------ EXERCISE INPUTS

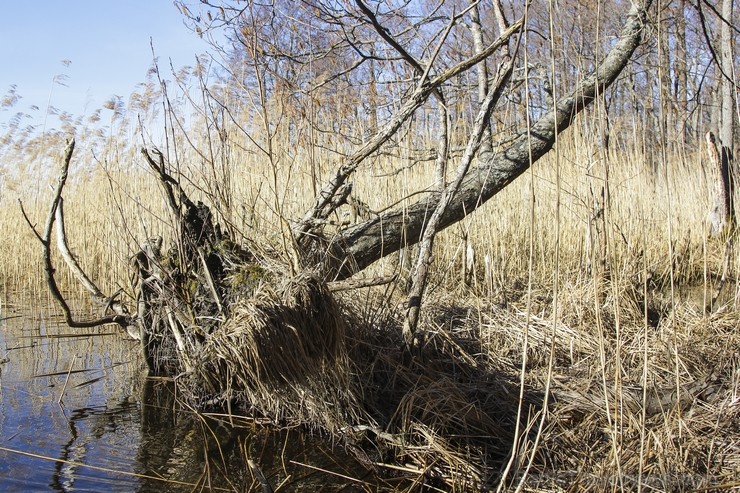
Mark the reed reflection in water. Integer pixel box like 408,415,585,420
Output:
0,305,379,492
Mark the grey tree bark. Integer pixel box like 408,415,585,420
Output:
333,0,652,279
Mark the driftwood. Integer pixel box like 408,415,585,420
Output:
326,0,652,279
30,0,651,418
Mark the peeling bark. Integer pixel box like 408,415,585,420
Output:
333,0,651,279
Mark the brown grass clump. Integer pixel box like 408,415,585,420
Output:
187,272,368,432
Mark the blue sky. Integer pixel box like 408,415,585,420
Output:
0,0,215,125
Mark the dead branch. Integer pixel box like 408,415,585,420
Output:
295,19,524,246
21,139,133,328
334,0,652,279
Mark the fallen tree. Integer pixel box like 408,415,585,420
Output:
24,1,650,484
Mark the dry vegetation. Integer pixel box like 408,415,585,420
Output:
2,124,740,491
0,0,740,491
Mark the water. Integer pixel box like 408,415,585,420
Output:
0,305,384,492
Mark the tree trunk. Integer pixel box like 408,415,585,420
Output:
333,0,651,279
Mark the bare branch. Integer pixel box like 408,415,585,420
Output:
32,140,132,328
336,0,652,278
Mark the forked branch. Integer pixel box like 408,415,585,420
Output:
21,139,133,328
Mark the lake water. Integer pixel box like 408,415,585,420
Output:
0,298,385,492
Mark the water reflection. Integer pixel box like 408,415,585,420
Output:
0,305,379,492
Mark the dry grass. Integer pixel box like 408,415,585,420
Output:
0,128,740,491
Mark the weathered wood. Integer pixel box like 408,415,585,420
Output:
332,0,652,279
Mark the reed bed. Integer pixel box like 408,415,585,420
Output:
0,130,740,491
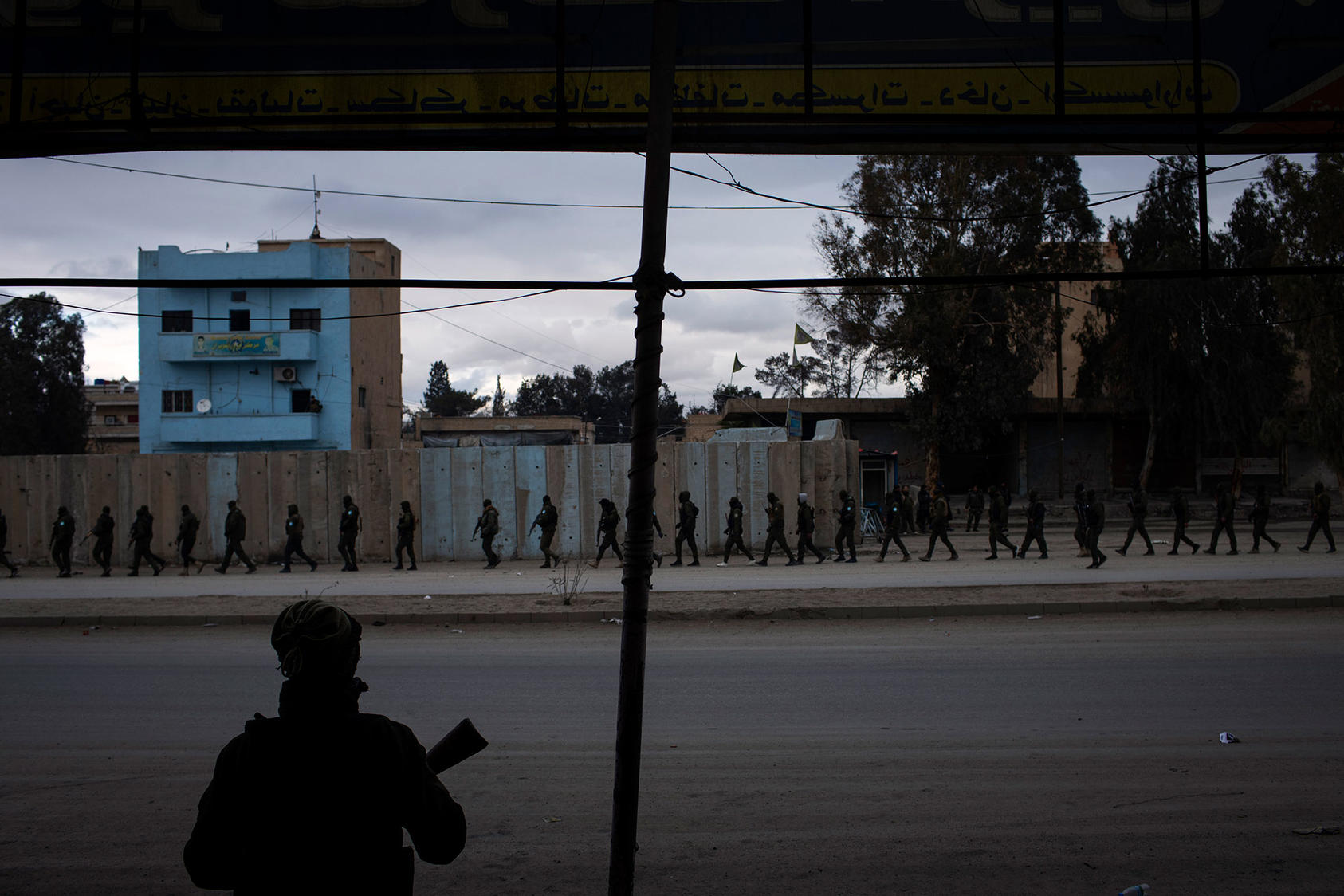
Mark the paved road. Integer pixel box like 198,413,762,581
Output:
0,610,1344,896
0,525,1344,606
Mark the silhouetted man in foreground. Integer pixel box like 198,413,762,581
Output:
183,600,466,894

------------

## REQUEST
Reproduce every row above word for word, leaving the pictures out of your answer.

## RESPONSE
Mark the reed reflection in water. Integer pixel box like 408,415,585,420
Output:
0,305,379,492
Mark the grey tree bark. Integer pixel box like 408,415,585,420
Output:
333,0,652,279
Mark the driftwood. Integer pixel box like 408,415,585,420
Output:
326,0,652,279
30,0,651,418
Mark the peeling bark. Integer pixel box like 408,415,585,420
Output:
333,0,651,279
Mark the brown grass clump. Integer pixel box like 408,415,585,420
Output:
187,272,368,432
Mark the blue sky. Integer pixel box like 408,415,585,420
Output:
0,0,215,125
Mark the dead branch. Integer pixel box like 408,415,585,420
Output:
295,19,524,246
21,139,133,328
334,0,652,279
Mark the fallen tree. Integer pixel box like 408,415,585,420
Output:
24,1,650,484
Mark the dry vegetation. Integer pixel box like 408,415,585,420
Output:
2,124,740,491
0,0,740,491
Mark the water. Integer pixel box like 408,415,585,420
Output:
0,305,384,492
Mark the tree trunk. Integer pixel box like 408,415,585,420
Output:
333,0,651,279
Mark the bare branch. Integer pixel box like 408,415,585,420
Output:
32,140,132,328
336,0,652,278
Mark the forked branch. Integer pixel box like 408,415,585,420
Output:
21,139,133,328
Mark the lake water. Integer pixel box like 408,415,585,420
Output:
0,298,385,492
Mark the water reflection. Integer pixel box like 408,415,585,420
Output:
0,305,379,492
Mark the dry grass. Integer pixel box like 408,415,585,420
Output:
0,128,740,491
Mark the weathered wood. Integer pixel box like 408,415,585,420
Output:
332,0,652,279
Mark the reed bed. Integer pixel box like 408,415,585,420
Output:
0,130,740,491
Mark the paved road. Integer pixel box like 198,413,762,581
Output:
0,610,1344,896
0,525,1344,606
Mark the silhouetted man in foreground. Integer pixel box like 198,413,762,581
Output:
183,600,466,894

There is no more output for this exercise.